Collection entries
= Beginning of Section =

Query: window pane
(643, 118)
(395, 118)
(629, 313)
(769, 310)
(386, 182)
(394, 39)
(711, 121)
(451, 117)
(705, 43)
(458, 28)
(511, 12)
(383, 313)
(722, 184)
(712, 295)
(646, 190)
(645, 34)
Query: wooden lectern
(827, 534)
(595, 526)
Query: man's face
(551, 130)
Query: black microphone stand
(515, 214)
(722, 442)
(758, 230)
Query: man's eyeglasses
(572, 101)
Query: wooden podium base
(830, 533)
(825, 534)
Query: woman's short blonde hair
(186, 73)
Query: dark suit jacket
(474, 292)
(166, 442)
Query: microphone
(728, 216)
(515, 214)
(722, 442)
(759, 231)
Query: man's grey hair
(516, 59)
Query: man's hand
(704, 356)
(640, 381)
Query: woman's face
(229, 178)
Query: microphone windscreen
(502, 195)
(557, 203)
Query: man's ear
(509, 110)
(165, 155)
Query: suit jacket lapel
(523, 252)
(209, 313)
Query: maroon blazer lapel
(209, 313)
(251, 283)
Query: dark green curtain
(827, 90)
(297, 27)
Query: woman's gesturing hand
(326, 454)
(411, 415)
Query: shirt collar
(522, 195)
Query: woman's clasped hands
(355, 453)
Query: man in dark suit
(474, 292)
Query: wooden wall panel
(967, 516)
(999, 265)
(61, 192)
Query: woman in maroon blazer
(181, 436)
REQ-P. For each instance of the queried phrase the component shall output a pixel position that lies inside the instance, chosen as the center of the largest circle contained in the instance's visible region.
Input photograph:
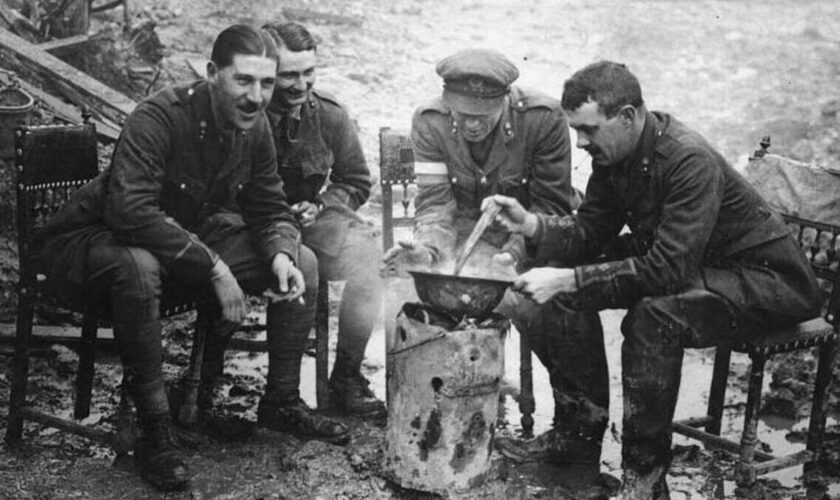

= End of Section =

» **Problem**
In the records above, find the line that contains "Query: woman in maroon blazer". Print it and every later line exactly, omitting the pictures.

» **Solved exercise**
Query: woman in maroon blazer
(181, 436)
REQ-P. For each instance of the queried phrase the component shall output a pixel position that lies inside the instance, chosen as the center of the largest circle contained in the instance's visible region.
Input photograph:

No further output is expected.